**PROMPT**:
Count the lines in the material below that contain the word "bare", and give only that number.

[Stored data entries]
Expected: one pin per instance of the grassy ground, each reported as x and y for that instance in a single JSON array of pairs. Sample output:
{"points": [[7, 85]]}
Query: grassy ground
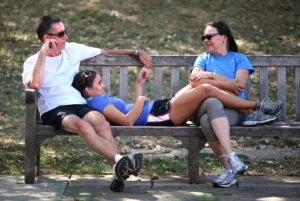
{"points": [[157, 26]]}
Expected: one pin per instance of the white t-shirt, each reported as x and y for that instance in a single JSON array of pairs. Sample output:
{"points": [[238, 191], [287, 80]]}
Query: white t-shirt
{"points": [[57, 89]]}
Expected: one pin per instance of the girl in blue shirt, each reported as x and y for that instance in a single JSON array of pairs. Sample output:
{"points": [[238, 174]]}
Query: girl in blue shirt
{"points": [[231, 71]]}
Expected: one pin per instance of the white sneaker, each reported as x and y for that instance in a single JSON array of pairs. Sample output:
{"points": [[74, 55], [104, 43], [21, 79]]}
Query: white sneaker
{"points": [[237, 165], [226, 179]]}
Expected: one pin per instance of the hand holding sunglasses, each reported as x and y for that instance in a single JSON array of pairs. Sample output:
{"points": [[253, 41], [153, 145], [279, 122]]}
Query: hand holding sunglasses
{"points": [[209, 36], [59, 34]]}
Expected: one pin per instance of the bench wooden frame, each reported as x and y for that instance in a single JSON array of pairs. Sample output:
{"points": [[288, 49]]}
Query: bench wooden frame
{"points": [[190, 135]]}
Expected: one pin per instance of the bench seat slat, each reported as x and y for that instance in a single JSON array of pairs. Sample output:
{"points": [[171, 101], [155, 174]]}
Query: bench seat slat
{"points": [[277, 129]]}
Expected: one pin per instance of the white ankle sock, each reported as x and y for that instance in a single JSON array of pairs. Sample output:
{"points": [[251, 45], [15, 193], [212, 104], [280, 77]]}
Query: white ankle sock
{"points": [[231, 154], [117, 157]]}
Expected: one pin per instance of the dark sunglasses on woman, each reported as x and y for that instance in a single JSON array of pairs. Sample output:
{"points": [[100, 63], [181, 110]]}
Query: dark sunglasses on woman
{"points": [[209, 36]]}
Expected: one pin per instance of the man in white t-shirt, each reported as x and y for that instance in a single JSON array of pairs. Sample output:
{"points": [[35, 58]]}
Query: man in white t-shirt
{"points": [[51, 72]]}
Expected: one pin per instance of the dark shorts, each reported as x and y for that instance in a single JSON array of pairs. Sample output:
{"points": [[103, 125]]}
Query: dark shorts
{"points": [[55, 116], [159, 114]]}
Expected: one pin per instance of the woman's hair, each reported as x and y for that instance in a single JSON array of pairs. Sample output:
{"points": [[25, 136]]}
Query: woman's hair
{"points": [[223, 29], [45, 25], [84, 78]]}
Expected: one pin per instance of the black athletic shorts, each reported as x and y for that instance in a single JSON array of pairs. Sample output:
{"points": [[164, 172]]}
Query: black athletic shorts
{"points": [[159, 114], [55, 116]]}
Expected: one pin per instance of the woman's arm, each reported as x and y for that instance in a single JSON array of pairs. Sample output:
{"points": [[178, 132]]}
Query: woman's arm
{"points": [[140, 81], [112, 114], [236, 85]]}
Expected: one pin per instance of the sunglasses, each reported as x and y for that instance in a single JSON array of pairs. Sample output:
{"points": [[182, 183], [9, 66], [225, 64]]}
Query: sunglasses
{"points": [[208, 37], [60, 34], [87, 74]]}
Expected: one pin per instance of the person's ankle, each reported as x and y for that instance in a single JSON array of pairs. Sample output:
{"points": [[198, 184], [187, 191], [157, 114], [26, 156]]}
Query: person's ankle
{"points": [[117, 157]]}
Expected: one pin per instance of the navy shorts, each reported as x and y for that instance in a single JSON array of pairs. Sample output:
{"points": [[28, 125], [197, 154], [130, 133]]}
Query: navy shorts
{"points": [[55, 116], [159, 114]]}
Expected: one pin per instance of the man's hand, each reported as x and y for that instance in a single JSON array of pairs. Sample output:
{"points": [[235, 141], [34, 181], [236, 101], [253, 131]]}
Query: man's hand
{"points": [[142, 76], [145, 59]]}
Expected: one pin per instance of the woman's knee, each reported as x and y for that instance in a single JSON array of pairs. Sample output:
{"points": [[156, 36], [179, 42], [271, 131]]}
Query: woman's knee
{"points": [[102, 125], [212, 103], [207, 129]]}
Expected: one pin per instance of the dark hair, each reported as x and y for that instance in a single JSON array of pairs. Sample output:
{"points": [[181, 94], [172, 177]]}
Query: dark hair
{"points": [[224, 29], [84, 78], [45, 25]]}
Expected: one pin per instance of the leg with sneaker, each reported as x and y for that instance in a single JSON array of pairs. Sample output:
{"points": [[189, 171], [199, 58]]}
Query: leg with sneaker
{"points": [[215, 124], [124, 167], [265, 112], [96, 132]]}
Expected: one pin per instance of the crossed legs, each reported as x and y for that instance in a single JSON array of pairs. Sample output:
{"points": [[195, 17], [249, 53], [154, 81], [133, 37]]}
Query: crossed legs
{"points": [[95, 131], [188, 99]]}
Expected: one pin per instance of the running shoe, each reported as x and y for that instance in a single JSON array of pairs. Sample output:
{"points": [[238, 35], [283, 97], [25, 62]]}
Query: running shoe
{"points": [[226, 179], [257, 117], [271, 108], [237, 165]]}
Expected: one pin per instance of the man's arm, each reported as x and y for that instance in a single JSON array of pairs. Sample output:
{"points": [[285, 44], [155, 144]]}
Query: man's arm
{"points": [[37, 77], [143, 56], [138, 86]]}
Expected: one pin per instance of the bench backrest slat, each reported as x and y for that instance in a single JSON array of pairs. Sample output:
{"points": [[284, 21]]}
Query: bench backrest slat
{"points": [[123, 83], [106, 78], [158, 83], [281, 91], [297, 87], [263, 62], [263, 82], [175, 78]]}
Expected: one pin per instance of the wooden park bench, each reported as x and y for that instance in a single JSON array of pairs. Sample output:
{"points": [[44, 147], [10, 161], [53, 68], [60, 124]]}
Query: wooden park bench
{"points": [[190, 135]]}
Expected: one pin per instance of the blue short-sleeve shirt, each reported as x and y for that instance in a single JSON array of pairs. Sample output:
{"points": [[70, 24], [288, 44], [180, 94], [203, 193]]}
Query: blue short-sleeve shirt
{"points": [[226, 65], [100, 102]]}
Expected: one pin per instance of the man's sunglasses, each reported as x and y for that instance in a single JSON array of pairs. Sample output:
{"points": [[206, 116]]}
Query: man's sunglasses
{"points": [[60, 34], [208, 37]]}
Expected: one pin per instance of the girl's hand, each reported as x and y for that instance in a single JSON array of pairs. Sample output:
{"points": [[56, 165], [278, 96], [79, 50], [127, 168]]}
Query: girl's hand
{"points": [[197, 76], [142, 76], [49, 45], [143, 99]]}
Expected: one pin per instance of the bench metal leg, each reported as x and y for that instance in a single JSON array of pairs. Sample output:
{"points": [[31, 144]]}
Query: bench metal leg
{"points": [[38, 157], [193, 145], [30, 158]]}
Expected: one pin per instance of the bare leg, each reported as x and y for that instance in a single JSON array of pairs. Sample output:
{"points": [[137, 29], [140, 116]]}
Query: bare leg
{"points": [[188, 100], [97, 142], [222, 130]]}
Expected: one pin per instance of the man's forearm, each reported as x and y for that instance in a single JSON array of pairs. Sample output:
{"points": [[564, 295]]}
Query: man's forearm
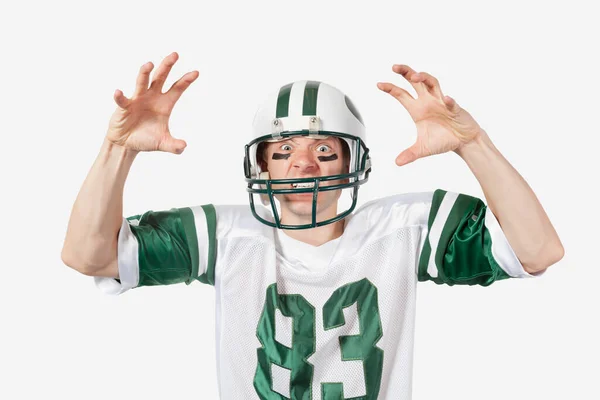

**EXPECTED OUTPUT**:
2